必須課題 –
A) 江夏豊のトレードをめぐる本文によると、4月20日の巨人戦で江夏さんと投げ合った投手は誰ですか。
B) 江夏豊のトレードをめぐる本文で、南海から阪神へ移った選手をすべて挙げてください。
C) 江夏豊のトレードをめぐる本文を、最後の文の後から書き継いでください。

本文 –
────────────────────

阪神球団からは、江夏豊投手をトレードする旨伝えられるも、吉田さんが残留を申し入れると、江夏さんは、見事、期待に応えて、開幕戦を完投勝利し吉田さんに監督初勝利をプレゼントしてくれ、

4月20日の巨人戦(後楽園)でも、ライバルの堀内恒夫投手と通算149勝同士で投げ合い、8回までノーヒットに抑える力投で150勝目を挙げる活躍を見せたそうですが・・・

今度は江夏豊のトレードに同意せざるを得なかった

7月26日の川崎球場での大洋戦では、5回の時点で8対0とリードも、江夏さんは、まさかの逆転を許してしまうと、その後も、往年のエースとしての存在感を示すことができず、結局、このシーズンは、12勝12敗に終わったそうで、

再び、トレード話が蒸し返されると、今度は、吉田さんも同意せざるを得えず、シーズン終了後の翌1976年1月、江夏さんは、望月充外野手と共に、南海の江本孟紀投手、島野育夫外野手、長谷川勉投手、池内豊投手とトレードされてしまいます。

────────────────────

データ一覧 –

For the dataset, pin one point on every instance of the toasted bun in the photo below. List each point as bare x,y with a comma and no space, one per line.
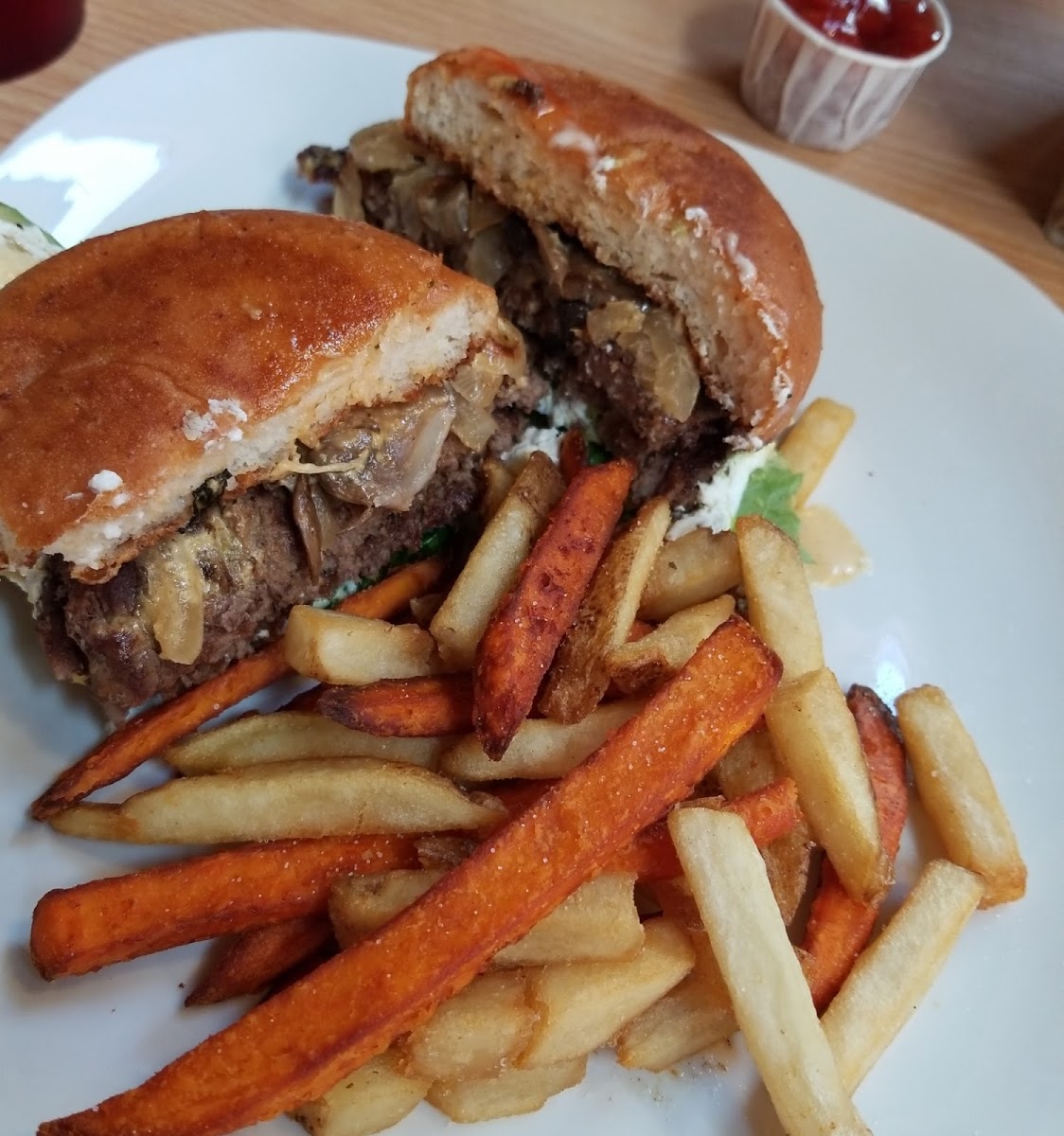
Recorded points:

────────────────────

回答一覧 –
A) ライバルの堀内恒夫投手です。

B) 江本孟紀投手、島野育夫外野手、長谷川勉投手、池内豊投手

C)
(江夏さんには、成績のほかにも、持病の心臓疾患という同情すべき点があったものの、太らないような節制や、様々な自己管理の面でも問題があったそうです)

自ら江夏豊にトレード話をしようとするも・・・

実は、吉田さんは、自分が江夏さんにトレードされることを説明したいと阪神球団に申し出たそうですが、「人事のことだからフロントがやろう」「監督は知らないことにしておけ」と言われたそうで、南海・野村克也監督とトレードの細部を詰めている間、江夏さんへは、1976年1月19日、長田球団社長からトレードが伝えられたのだそうです。

(トレードは成立するまでは極秘でなければならないため、吉田さんは、決定の直前まで、新聞記者には「江夏のトレードはありえない」と言い張っていたそうです)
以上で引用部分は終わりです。